■ **WHAT THIS TASK INVOLVES**: Return every line of the material exactly.

■ **RECORDS SHOWN**:
==========

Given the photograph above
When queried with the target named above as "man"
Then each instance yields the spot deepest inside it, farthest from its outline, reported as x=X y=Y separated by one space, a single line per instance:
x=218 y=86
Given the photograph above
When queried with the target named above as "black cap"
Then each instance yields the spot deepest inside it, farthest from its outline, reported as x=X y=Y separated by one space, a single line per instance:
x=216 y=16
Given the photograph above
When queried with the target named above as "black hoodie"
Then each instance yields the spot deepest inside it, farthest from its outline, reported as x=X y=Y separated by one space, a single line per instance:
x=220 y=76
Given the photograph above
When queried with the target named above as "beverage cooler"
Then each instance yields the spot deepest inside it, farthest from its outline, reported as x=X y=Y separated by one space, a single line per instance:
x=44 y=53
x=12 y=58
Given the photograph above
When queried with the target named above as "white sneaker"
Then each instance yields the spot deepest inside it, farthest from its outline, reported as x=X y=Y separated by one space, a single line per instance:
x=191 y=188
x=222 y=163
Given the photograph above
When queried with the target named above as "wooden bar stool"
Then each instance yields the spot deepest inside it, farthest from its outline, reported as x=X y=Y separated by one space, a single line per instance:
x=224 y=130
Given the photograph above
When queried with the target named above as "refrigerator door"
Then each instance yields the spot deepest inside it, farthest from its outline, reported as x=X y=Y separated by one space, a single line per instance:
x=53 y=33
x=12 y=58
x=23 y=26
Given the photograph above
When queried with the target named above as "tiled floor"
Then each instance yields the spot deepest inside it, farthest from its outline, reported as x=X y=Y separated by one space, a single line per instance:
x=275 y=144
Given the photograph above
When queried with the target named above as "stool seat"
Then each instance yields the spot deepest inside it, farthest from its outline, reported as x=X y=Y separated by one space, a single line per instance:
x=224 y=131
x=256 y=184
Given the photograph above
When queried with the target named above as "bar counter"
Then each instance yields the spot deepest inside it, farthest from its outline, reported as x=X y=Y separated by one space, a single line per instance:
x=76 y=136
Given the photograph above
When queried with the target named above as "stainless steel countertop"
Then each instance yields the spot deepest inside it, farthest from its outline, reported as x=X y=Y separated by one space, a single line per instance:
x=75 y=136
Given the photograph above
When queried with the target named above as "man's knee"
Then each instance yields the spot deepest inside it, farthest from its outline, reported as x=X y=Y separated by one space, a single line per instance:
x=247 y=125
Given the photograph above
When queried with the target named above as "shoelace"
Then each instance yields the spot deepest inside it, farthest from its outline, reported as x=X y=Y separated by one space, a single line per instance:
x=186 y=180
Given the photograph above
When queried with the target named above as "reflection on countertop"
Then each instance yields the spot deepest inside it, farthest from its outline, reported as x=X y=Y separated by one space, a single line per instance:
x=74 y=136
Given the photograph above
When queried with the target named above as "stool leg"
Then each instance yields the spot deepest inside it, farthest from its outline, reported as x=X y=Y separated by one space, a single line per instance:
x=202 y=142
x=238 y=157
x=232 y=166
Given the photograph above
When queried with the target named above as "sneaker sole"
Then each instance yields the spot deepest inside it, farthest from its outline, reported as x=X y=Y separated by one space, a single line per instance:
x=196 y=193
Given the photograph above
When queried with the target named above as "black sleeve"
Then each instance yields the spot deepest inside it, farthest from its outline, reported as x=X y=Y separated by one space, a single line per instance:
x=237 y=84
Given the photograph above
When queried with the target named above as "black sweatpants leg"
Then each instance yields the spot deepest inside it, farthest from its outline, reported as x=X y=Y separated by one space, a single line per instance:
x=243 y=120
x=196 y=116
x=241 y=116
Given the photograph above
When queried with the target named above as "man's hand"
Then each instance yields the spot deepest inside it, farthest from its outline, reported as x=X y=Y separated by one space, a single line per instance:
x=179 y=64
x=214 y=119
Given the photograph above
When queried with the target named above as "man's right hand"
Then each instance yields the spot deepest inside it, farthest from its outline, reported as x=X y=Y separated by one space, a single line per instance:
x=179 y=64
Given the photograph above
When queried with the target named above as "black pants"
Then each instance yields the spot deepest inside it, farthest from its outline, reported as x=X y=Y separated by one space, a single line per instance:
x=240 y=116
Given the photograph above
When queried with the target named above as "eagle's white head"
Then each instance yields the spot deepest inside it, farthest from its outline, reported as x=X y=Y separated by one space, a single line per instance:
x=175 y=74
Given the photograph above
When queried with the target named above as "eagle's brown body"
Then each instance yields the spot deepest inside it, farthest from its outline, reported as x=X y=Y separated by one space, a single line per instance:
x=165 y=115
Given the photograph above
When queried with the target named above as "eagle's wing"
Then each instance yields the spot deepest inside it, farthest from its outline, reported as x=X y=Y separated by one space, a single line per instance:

==========

■ **RESULT**:
Given the photograph above
When queried with the target named above as "man"
Then each instance yields the spot deepest inside it, farthest from its outline, reported as x=X y=Y separated by one space, a single line per instance:
x=218 y=86
Given the photograph above
When queried with the target named above as "black cap"
Then each instance yields the spot deepest inside it, farthest from its outline, reported as x=X y=Y separated by one space, a single line per instance:
x=216 y=16
Given the photograph above
When queried with the target named above as "black hoodie"
Then each instance yields the spot deepest inside it, farthest from its outline, reported as x=X y=Y separated by one space, a single line per instance:
x=220 y=76
Given the photograph above
When queried with the target named above as "beverage cooler"
Then each instance yields the spot deepest inside it, farthest from its outline, reported as x=X y=Y separated by one space, a single line per instance:
x=44 y=53
x=12 y=58
Given the photograph above
When queried with the target named above as "white sneaker"
Then each instance yields the spot deepest inside it, farthest from its outline, reported as x=X y=Y separated by one space, a single line per instance:
x=191 y=188
x=222 y=163
Given the photograph above
When queried with the target named above as "wooden bar stool"
Then each instance yields the spot deepest inside it, farthest from its outline, reported as x=X y=Y separated by one space, a single line per instance:
x=224 y=130
Given the photograph above
When queried with the target named above as "refrigerator door"
Then each instance yields the spot deepest inside it, farthest from its outline, reported as x=X y=Y separated by one space, a single line per instance:
x=53 y=33
x=12 y=58
x=23 y=26
Given the photograph above
When queried with the target named above as "tiled floor"
Then each instance yields the spot deepest inside it, farthest from its outline, reported as x=X y=Y separated by one space, a single line per instance:
x=275 y=144
Given the photograph above
When queried with the target named above as "stool seat"
Then each instance yields the spot deepest inside it, farthest from its outline, reported as x=X y=Y separated by one space, a single line per instance:
x=224 y=131
x=256 y=184
Given the photograph above
When queried with the target named above as "bar counter"
Then each instance yields the spot deepest inside it, farthest from its outline, reported as x=X y=Y separated by one space, a single line per instance:
x=76 y=136
Given the photograph above
When queried with the target named above as "stainless steel countertop"
Then each instance yields the spot deepest inside it, farthest from its outline, reported as x=X y=Y separated by one space, a single line per instance:
x=75 y=136
Given the photograph above
When queried with the target named above as "man's knee"
Then each instance yields the spot deepest inside it, farthest from its outline, reported as x=X y=Y separated by one space, a single line per instance:
x=247 y=125
Given the photograph above
When queried with the target named above as "shoelace"
Then each instance yields the spot deepest inside it, farthest from its outline, reported as x=X y=Y separated by one space, a single line per instance:
x=186 y=180
Given the photograph above
When queried with the target named above as "reflection on countertop"
Then each instance yields the spot deepest inside it, farthest from its outline, reported as x=X y=Y separated by one space, a single line per instance:
x=74 y=136
Given the photograph above
When queried with the target named above as "stool leg"
Then each instance yields the spot deepest inside it, farthest from its outline, reported as x=X y=Y separated by one space, a single line per instance:
x=202 y=142
x=238 y=157
x=232 y=166
Given the photograph above
When queried with the target named above as "sneaker sole"
Then each instance yields the spot deepest inside it, farthest from its outline, reported as x=X y=Y separated by one space, a single line per instance:
x=196 y=193
Given the photograph above
When queried with the target named above as "black sleeve"
Then each instance yields the spot deepest inside it, farthest from its outline, reported as x=X y=Y separated by one space, a single line per instance:
x=237 y=84
Given the photograph above
When queried with the target named above as "black sweatpants leg"
Then each instance yields the spot deepest inside it, farthest from its outline, reported as x=X y=Y separated by one space, a single line per instance:
x=243 y=120
x=196 y=116
x=241 y=116
Given the photograph above
When queried with the target named above as "man's hand"
Then each instance yields the spot deepest inside it, farthest from its outline, reported as x=X y=Y separated by one space, a single line per instance:
x=179 y=64
x=214 y=119
Given the photograph above
When queried with the target named above as "man's right hand"
Then each instance yields the spot deepest inside it, farthest from its outline, reported as x=X y=Y separated by one space, a single line per instance:
x=179 y=64
Given the photograph above
When queried with the target named above as "black pants"
Then each instance yields the spot deepest inside it, farthest from its outline, reported as x=X y=Y separated by one space, a single line per instance:
x=240 y=116
Given the photograph above
When queried with the target named above as "eagle's white head"
Then each instance yields the spot deepest inside it, farthest from its outline, reported as x=X y=Y separated by one space, a single line per instance:
x=175 y=74
Given the photograph above
When queried with the target named above as "eagle's brown body"
Then each instance yields the spot deepest inside it, farthest from its outline, reported as x=X y=Y separated by one space, a single line per instance:
x=165 y=115
Given the photograph above
When queried with the target named above as "eagle's wing"
Then each instance yields the spot deepest inside it, farthest from its outline, reported as x=X y=Y separated by one space, a single line per instance:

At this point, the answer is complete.